* [Tujuan Latihan]:
Jawablah pertanyaan berikut dari teks tentang sekte Mu'tazilah.
1. Apa judul buku Zuhri yang dirujuk dalam teks?
2. Paham apa yang disebut sebagai cikal bakal teologi Mu'tazilah?
3. Apa jawaban Murjiah menurut daftar jawaban kelompok-kelompok dalam teks?

* [Kutipan Teks]:

====

Sekte Mu'tazilah: Sejarah, Tokoh dan Pokok-Pokok Ajarannya
QOWIM.NET - Setelah perpecahan umat Islam dalam persoalan politik di perang Shiffin antara Sayyidina Muawiyah dan Sayyidina Ali, kelompok yang paling menonjol adalah khawarij sebagai sekte penentang Ali dan Muawiyah, kelompok yang loyal kepada Sayyidina Ali sebagai bibit sekte Syiah, dan kelompok yang membela Muawiyah.
Menurut Zuhri dalam bukunya Pengantar Ilmu Tauhid mempunyai asumsi bahwa salah satu tokoh besar yang loyal kepada Muawiyah adalah Hasan al-Bashri yang, disebut-sebut sebagai pelopor teologi Qadariyah dengan adagium populernya "Man kafara bil qadar faqad kafara" - barang siapa yang mengingkari qadar maka dia sudah kafir.
Lebih jauh, berdasarkan asumsi di atas Zuhri juga menyimpulkan bahwa Hasan Al-Bashri juga pendiri sekte Mu'tazilah. Dalam pandangan saya, itu adalah asumsi yang terlalu jauh.
Sejarah Sekte Mu'tazilah
Sebagaimana yang sudah disinggung di atas, bahwa cikal bakal teologi Mu'tazilah adalah Qadariyah. Paham Qadariyah yang memutlakkan kehendak manusia tanpa adanya peran Allah selanjutnya diwarisi oleh paham Mu'tazilah.
Di dalam buku berjudul Islam karya Fazlurrahman mengemukakan bahwa pertanyaan pertama di dalam Islam yang menjadi PR besar hingga mengakibatkan perpecahan umat Islam adalah:
"Apakah seorang Muslim masih bisa disebut Muslim setelah ia melakukan dosa besar? Apakah Iman cukup di dalam hati, atau harus dinyatakan di dalam ucapan dan perbuatan?"
Dua jawaban pertanyaan di atas akan menjadi pertanyaan yang sering ditemui ketika mempelajari tentang ilmu tauhid. Pertanyaan tersebut juga menjadi alasan besar kenapa banyak terjadi perpecahan pemikiran di dalam Islam.
Jawaban sederhana dari beberapa kelompok adalah sebagai berikut:
- Khawarij menjawab mutlak kafir dan masuk neraka.
- Murjiah menjawab biarkan Allah yang memutuskan kelak di hari kiamat
- Qadariyah menjawab tergantung amal dan perbuatannya selama hidup.

====

* [Data yang Ditampilkan]:
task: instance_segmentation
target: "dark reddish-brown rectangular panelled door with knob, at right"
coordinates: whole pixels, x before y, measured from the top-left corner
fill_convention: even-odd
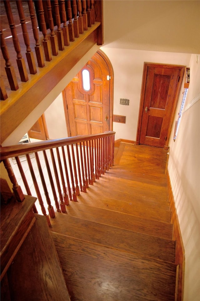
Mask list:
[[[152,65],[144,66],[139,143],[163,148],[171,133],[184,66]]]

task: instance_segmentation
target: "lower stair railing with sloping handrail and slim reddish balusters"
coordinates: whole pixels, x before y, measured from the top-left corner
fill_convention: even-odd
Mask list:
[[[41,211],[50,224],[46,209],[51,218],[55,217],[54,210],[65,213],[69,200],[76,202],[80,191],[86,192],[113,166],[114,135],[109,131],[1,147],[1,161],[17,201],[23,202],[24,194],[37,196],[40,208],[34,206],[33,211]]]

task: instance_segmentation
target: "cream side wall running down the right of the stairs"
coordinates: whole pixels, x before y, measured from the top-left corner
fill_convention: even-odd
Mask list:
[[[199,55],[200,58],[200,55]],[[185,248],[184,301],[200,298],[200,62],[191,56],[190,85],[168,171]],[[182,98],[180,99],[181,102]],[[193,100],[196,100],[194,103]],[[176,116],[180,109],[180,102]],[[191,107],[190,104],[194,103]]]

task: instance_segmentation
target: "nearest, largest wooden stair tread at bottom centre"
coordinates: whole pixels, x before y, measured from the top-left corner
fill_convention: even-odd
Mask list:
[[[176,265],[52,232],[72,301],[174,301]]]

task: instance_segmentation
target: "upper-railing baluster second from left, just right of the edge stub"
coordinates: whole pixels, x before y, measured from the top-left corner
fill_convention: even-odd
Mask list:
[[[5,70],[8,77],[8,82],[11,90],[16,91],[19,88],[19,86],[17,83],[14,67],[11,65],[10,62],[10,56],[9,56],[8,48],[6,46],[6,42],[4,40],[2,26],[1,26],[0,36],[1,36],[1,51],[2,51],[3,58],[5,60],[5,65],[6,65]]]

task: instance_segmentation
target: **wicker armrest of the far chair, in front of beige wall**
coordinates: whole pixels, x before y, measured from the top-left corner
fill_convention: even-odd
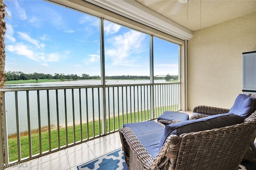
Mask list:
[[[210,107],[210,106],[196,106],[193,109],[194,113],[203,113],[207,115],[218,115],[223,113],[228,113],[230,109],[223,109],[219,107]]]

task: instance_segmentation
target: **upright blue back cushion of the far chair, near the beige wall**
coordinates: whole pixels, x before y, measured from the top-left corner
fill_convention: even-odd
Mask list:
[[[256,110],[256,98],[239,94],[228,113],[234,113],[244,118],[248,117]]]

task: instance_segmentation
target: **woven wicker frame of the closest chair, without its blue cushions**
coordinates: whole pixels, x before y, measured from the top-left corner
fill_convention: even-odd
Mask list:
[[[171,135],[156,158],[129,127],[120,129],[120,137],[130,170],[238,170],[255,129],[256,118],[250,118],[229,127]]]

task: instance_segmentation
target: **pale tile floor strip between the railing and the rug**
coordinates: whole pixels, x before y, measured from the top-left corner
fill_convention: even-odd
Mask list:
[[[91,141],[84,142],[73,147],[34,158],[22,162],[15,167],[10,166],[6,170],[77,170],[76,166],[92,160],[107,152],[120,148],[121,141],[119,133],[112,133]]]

====

* [Jawaban Latihan]:
1. Pengantar Ilmu Tauhid
2. Qadariyah
3. Biarkan Allah yang memutuskan kelak di hari kiamat